Return the lines below exactly, starting with the line that contains "point: the clear sky in this photo" and stopping after the last line.
########################################
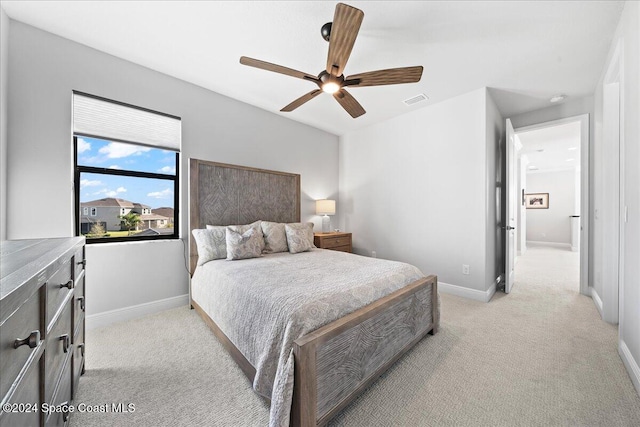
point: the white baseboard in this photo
(597, 301)
(127, 313)
(631, 364)
(553, 244)
(461, 291)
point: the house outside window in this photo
(123, 174)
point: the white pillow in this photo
(221, 243)
(211, 244)
(299, 236)
(275, 237)
(244, 245)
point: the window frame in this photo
(79, 169)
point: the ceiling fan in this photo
(341, 35)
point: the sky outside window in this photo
(115, 155)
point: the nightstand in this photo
(336, 241)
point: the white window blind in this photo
(99, 117)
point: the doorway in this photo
(552, 176)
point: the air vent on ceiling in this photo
(415, 99)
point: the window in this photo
(123, 174)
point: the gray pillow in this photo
(221, 243)
(275, 237)
(210, 243)
(244, 245)
(299, 236)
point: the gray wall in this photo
(44, 69)
(552, 225)
(415, 188)
(4, 86)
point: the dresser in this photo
(335, 241)
(42, 313)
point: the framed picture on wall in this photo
(537, 201)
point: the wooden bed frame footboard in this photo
(338, 361)
(372, 338)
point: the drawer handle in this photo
(66, 342)
(32, 340)
(65, 413)
(68, 285)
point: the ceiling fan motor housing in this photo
(326, 31)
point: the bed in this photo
(324, 324)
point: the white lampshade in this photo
(325, 207)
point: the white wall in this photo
(628, 34)
(414, 188)
(495, 132)
(552, 225)
(4, 86)
(521, 232)
(44, 69)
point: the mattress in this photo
(264, 304)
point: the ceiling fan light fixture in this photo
(330, 87)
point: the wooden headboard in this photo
(222, 194)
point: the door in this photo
(510, 207)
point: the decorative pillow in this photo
(246, 245)
(211, 244)
(275, 237)
(299, 236)
(222, 229)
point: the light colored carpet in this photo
(539, 356)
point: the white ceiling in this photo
(526, 51)
(552, 148)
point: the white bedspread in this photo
(264, 304)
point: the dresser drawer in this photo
(79, 304)
(24, 405)
(58, 287)
(58, 349)
(23, 324)
(78, 359)
(62, 399)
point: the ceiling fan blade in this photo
(392, 76)
(349, 103)
(276, 68)
(344, 30)
(304, 98)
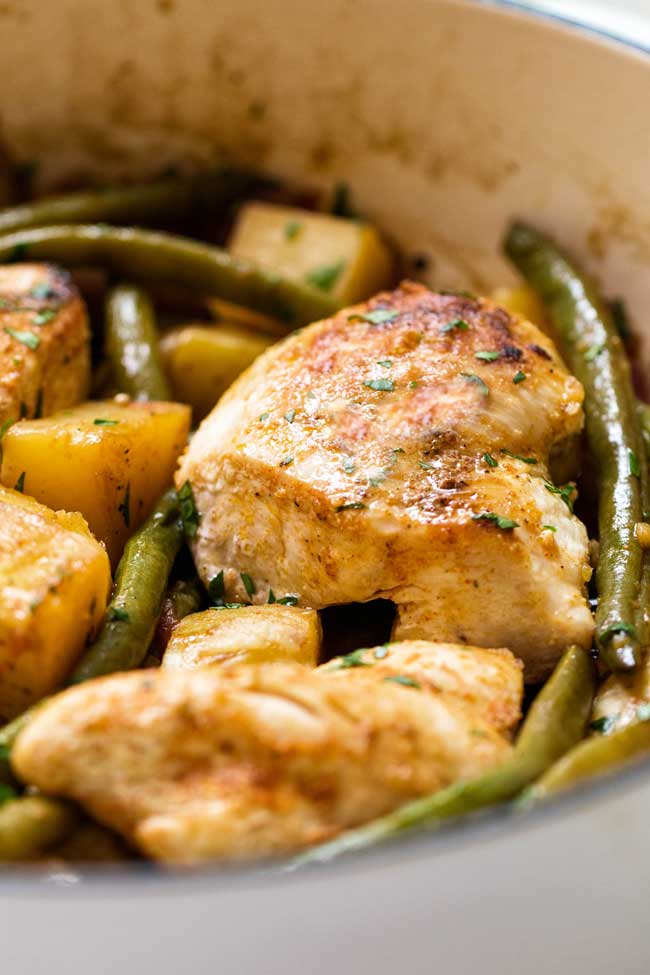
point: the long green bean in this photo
(144, 255)
(594, 352)
(132, 344)
(140, 586)
(555, 722)
(161, 199)
(31, 825)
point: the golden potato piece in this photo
(251, 634)
(346, 258)
(202, 361)
(44, 342)
(54, 581)
(108, 460)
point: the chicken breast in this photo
(400, 450)
(245, 761)
(44, 342)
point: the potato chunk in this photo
(54, 581)
(44, 342)
(201, 361)
(346, 258)
(108, 460)
(250, 634)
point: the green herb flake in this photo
(116, 615)
(524, 460)
(354, 659)
(189, 513)
(27, 338)
(403, 680)
(125, 507)
(325, 277)
(44, 316)
(291, 229)
(505, 524)
(380, 385)
(593, 352)
(565, 492)
(458, 324)
(471, 377)
(604, 725)
(217, 589)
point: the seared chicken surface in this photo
(44, 342)
(252, 760)
(400, 450)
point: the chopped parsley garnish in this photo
(189, 513)
(115, 614)
(403, 680)
(248, 583)
(44, 316)
(380, 385)
(471, 377)
(456, 323)
(291, 229)
(125, 507)
(524, 460)
(217, 588)
(375, 317)
(354, 659)
(27, 338)
(603, 725)
(325, 277)
(593, 352)
(505, 524)
(565, 492)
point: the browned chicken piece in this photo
(44, 342)
(247, 761)
(400, 450)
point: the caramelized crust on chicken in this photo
(44, 342)
(400, 450)
(254, 760)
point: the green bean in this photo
(595, 756)
(149, 256)
(140, 586)
(594, 352)
(555, 722)
(29, 826)
(132, 344)
(149, 202)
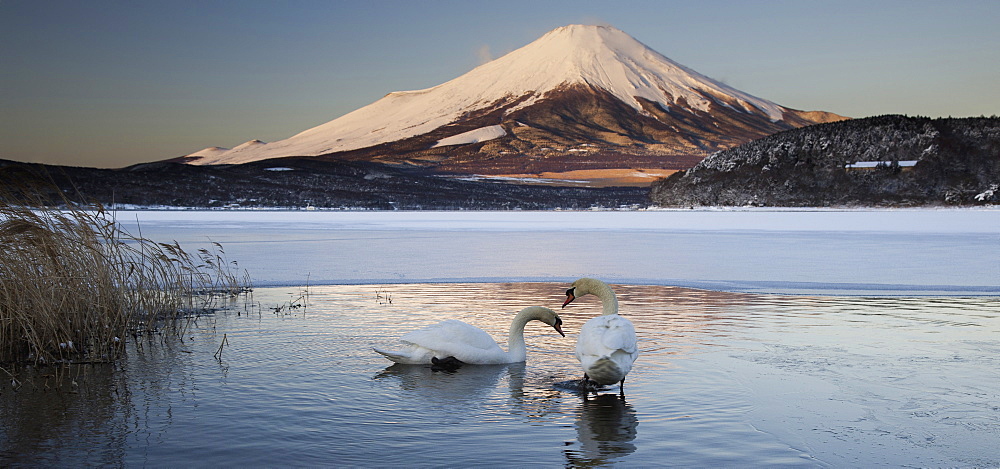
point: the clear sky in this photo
(112, 83)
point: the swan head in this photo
(583, 286)
(545, 315)
(592, 286)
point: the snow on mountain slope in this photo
(599, 56)
(481, 134)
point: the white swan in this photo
(452, 339)
(607, 345)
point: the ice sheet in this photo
(911, 252)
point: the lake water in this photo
(844, 379)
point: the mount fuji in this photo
(579, 98)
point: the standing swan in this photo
(607, 345)
(455, 340)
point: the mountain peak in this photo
(601, 58)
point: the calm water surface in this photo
(723, 379)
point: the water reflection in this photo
(722, 379)
(49, 405)
(606, 426)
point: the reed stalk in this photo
(74, 284)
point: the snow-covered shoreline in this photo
(949, 252)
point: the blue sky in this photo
(113, 83)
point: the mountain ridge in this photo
(576, 85)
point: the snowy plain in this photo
(870, 251)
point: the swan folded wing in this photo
(619, 335)
(452, 338)
(604, 335)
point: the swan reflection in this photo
(606, 425)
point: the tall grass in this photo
(74, 285)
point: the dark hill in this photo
(957, 163)
(291, 182)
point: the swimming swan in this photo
(455, 340)
(607, 345)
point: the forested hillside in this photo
(957, 162)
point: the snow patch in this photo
(481, 134)
(598, 56)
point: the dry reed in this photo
(74, 284)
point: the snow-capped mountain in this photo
(579, 96)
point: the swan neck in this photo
(516, 347)
(609, 301)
########################################
TASK SOLUTION:
point: the clear sky in this photo
(112, 83)
point: the swan head in this photo
(583, 286)
(545, 315)
(592, 286)
point: the snow on mountain slope in this photo
(599, 56)
(481, 134)
point: the white swan in this photo
(452, 339)
(607, 345)
point: the ice sheet in this photo
(911, 252)
point: the lake water in this photo
(844, 379)
point: the mount fuji in this photo
(579, 98)
point: the standing swan in this photo
(607, 345)
(455, 340)
point: the mountain peak in this photo
(601, 58)
point: the calm water surface in this photo
(723, 379)
point: the water reflection in this photo
(722, 379)
(49, 405)
(606, 426)
point: the reed stalk in this photo
(74, 284)
point: the snow-covered shoreline in this photo
(949, 252)
point: the blue sky in this photo
(113, 83)
point: the mountain ridge in this photo
(576, 85)
point: the snowy plain in this photo
(870, 251)
point: the swan folded wing in this photo
(619, 335)
(452, 338)
(604, 335)
point: the swan reflection in this photo
(606, 425)
point: the tall grass in this photo
(74, 285)
point: the dark hill in this photo
(957, 163)
(291, 182)
point: the swimming swan in this photo
(455, 340)
(607, 345)
point: the forested hillside in this photo
(957, 162)
point: the snow patch in this photo
(481, 134)
(598, 56)
point: the dry reed in this photo
(74, 284)
point: the snow-capped mountain in this photo
(579, 96)
point: the swan neck in this photo
(516, 347)
(609, 301)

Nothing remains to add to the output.